* **Task to complete**
Scan the data for "every" and copy the lines it appears in.

Point localization data:
*** Block opens ***

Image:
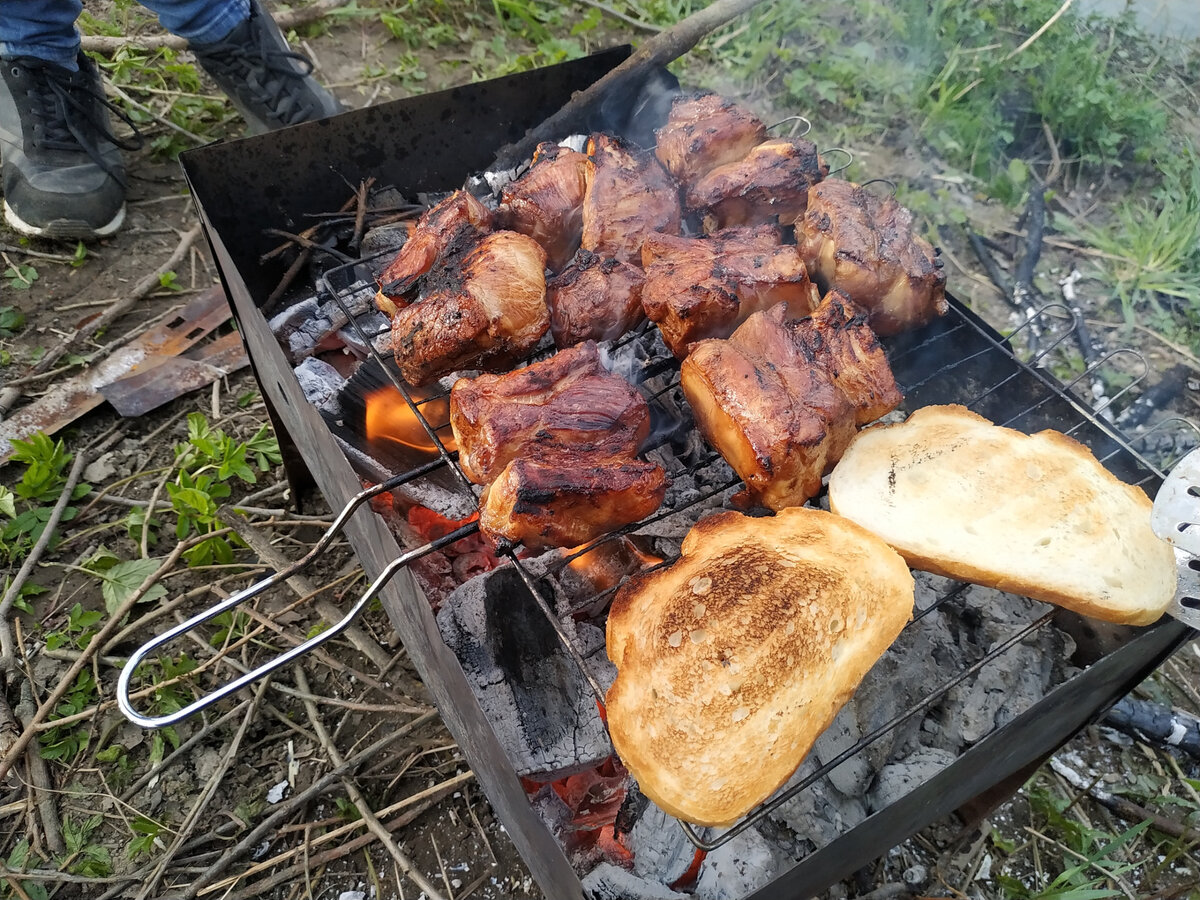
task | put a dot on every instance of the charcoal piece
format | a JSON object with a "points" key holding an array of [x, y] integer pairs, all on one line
{"points": [[321, 384], [738, 868], [661, 850], [611, 882], [852, 775], [899, 778], [534, 696], [820, 813]]}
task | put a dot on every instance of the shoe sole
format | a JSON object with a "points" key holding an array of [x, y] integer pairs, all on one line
{"points": [[64, 228]]}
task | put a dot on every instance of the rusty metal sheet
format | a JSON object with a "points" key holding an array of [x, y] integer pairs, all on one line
{"points": [[172, 377], [75, 396]]}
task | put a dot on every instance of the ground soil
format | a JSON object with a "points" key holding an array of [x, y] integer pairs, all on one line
{"points": [[457, 843]]}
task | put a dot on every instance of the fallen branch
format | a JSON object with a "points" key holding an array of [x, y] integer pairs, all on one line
{"points": [[94, 645], [150, 885], [1125, 808], [358, 799], [295, 803]]}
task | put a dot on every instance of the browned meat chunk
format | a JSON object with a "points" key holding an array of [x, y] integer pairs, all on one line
{"points": [[771, 184], [485, 309], [569, 501], [865, 246], [705, 131], [781, 397], [628, 197], [594, 299], [546, 203], [568, 403], [706, 287], [442, 231]]}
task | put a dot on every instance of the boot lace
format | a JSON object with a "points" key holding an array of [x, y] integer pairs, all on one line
{"points": [[69, 113]]}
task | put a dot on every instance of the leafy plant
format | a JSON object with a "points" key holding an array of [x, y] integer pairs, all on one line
{"points": [[39, 491], [66, 742], [21, 277], [11, 321], [207, 462]]}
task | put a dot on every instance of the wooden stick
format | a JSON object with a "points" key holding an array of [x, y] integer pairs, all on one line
{"points": [[655, 52], [355, 795]]}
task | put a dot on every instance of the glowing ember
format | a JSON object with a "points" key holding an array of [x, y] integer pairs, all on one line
{"points": [[605, 565], [389, 418]]}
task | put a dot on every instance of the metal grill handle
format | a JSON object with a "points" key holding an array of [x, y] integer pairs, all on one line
{"points": [[159, 721]]}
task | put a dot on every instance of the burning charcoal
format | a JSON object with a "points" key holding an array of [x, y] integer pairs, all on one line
{"points": [[611, 882], [321, 384], [899, 778], [532, 693], [737, 869]]}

*** Block closes ***

* **Final answer**
task | put a dot on every instance of the charcoal piece
task | put a dot on every instance of the shoe sole
task | put a dot on every instance of the rusty metal sheet
task | put a dot on every instance of the ground soil
task | put a dot on every instance of the fallen branch
task | put a dot on every instance of the browned meat chunk
task | put a dot on every instance of the boot lace
task | put a dot on every instance of the leafy plant
task | put a dot on every instance of the wooden stick
task | put a dot on every instance of the glowing ember
task | put a dot on every instance of the metal grill handle
task | put a dot on every instance of the burning charcoal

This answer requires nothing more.